■ **Exercise 1**:
Repeat the passage of the post on factor analysis from "So, here is" to "rather than discrete.", word for word.
■ **Exercise 2**:
Write the next part of the post on factor analysis for yes/no items, starting after its final sentence.

Dear Tips Friends:
Let me start by saying that I am a relative statistical analysis moron.

That's not to say that I am a total moron...but beyond basic stats that you'd 
get in the highest undergrad course, I'm mostly lost.

I'm not proud of it, but there you have it.

{Let me pass the blame onto my last stats instructor in grad school. Up to that 
point, I thought I really "got" it....then it got all undone...that's another 
story.}

Right now, the story is this:

I have a dichotomous instrument with 21 items. I'd like to know if any of the 
items hang together. I have two hypotheses in mind as to how they "might" 
logically cluster, but that doesn't mean that either is correct--they are just 
best educated suggestions of what could be.

So, here is the question: apparently I have determined that factor analysis for 
true/false or yes/no or forced choice between two items data is just not 
meaningful. These types of data violate the two main underlying assumptions of 
factor analysis, including continuous data, rather than discrete.

■ **Supplied records**:
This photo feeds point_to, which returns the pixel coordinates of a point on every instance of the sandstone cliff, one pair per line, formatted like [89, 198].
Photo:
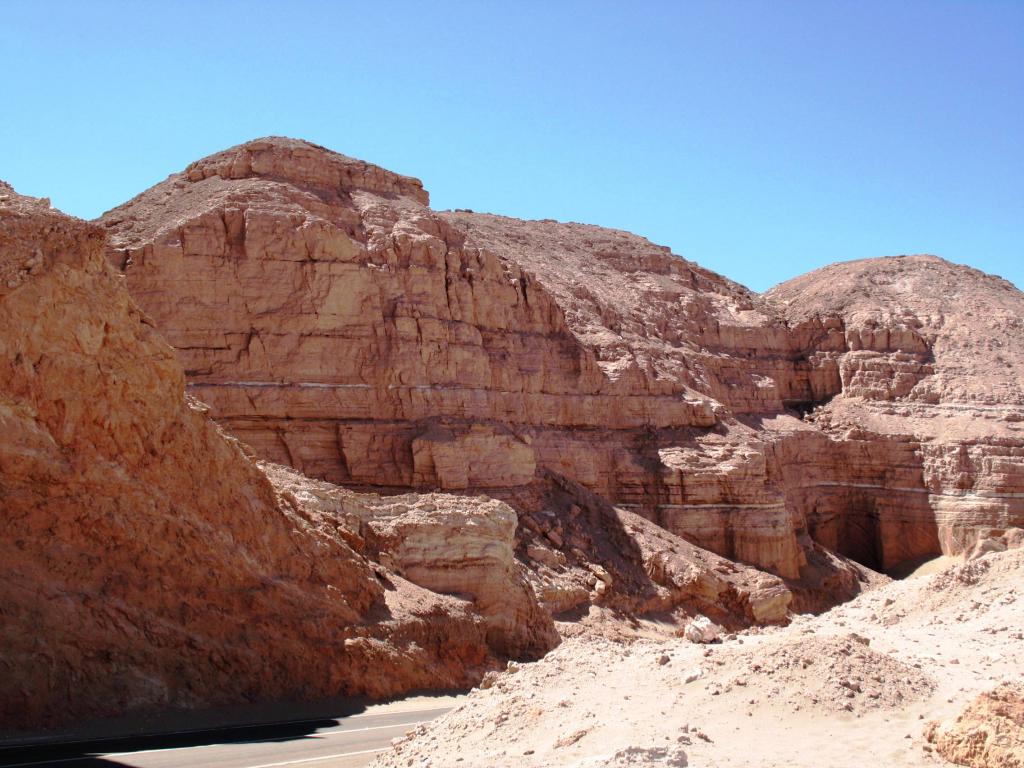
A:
[337, 324]
[146, 561]
[925, 449]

■ **Response 1**:
So, here is the question: apparently I have determined that factor analysis for 
true/false or yes/no or forced choice between two items data is just not 
meaningful. These types of data violate the two main underlying assumptions of 
factor analysis, including continuous data, rather than discrete.

■ **Response 2**:
Since some of you all seem very well-versed in stats I am hoping some one of 
you has some good advice for me, that I will be able to understand. Sigh. There 
is much online but I don't get it :( I mean, I get that I can't do factor 
analysis and why I can't do it; but when the explanations go into other 
domains, then I get lost.

Annette

Annette Kujawski Taylor, Ph. D.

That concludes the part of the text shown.